··· Dataset records ···

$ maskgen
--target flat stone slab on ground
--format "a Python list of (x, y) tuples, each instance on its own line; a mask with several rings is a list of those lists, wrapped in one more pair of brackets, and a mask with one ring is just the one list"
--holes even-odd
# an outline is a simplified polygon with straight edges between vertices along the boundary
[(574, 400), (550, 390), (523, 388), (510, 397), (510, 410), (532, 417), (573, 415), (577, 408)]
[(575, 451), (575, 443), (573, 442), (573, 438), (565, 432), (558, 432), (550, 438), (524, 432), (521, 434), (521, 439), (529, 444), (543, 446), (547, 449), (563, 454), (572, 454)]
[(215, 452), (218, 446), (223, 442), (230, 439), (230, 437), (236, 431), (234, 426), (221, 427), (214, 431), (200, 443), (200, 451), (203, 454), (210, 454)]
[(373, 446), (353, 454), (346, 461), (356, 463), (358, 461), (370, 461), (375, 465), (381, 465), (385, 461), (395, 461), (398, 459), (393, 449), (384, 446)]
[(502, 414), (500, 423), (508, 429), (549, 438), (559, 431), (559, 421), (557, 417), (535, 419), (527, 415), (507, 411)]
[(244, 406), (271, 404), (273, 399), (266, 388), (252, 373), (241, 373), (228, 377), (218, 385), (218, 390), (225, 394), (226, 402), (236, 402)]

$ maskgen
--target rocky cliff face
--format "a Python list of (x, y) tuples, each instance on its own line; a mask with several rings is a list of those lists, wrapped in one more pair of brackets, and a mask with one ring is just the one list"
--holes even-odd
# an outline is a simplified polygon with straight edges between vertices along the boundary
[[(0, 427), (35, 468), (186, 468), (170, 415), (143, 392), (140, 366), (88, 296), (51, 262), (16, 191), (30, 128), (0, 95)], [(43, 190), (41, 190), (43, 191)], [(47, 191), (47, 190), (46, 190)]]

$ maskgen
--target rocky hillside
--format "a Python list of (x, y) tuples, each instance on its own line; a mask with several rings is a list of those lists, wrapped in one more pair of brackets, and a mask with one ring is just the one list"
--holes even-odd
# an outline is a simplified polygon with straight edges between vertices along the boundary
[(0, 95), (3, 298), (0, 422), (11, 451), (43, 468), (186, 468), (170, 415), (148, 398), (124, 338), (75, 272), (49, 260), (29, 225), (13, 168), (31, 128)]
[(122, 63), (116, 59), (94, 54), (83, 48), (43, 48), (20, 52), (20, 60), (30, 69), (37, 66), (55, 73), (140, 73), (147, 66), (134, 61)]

···

Please rewrite the stretch from the start of the items through the line containing "415), (507, 411)]", with the requests included and only those lines shown. Adjust every coordinate in the answers by -55.

$ maskgen
--target flat stone slab on ground
--format "a Python list of (x, y) tuples, each instance on its own line; a mask with several rings is a list of those lists, wrapped in one more pair of brackets, and a mask with one ring is just the one list"
--holes even-odd
# an outline is a simplified polygon with straight edges between vertices along the boundary
[(519, 345), (495, 335), (468, 333), (455, 342), (455, 355), (477, 362), (518, 360), (522, 353)]
[(520, 396), (520, 388), (518, 387), (518, 383), (510, 377), (503, 377), (495, 383), (469, 377), (466, 379), (466, 384), (474, 389), (488, 391), (492, 394), (508, 399), (517, 399)]
[(160, 397), (163, 391), (168, 387), (175, 384), (175, 382), (181, 376), (179, 371), (166, 372), (159, 376), (145, 388), (145, 396), (148, 399), (155, 399)]
[(318, 391), (298, 399), (291, 406), (301, 408), (303, 406), (315, 406), (320, 410), (326, 410), (330, 406), (340, 406), (343, 404), (338, 394), (329, 391)]
[(447, 359), (445, 368), (453, 374), (494, 383), (504, 376), (504, 366), (502, 362), (480, 364), (472, 360), (452, 356)]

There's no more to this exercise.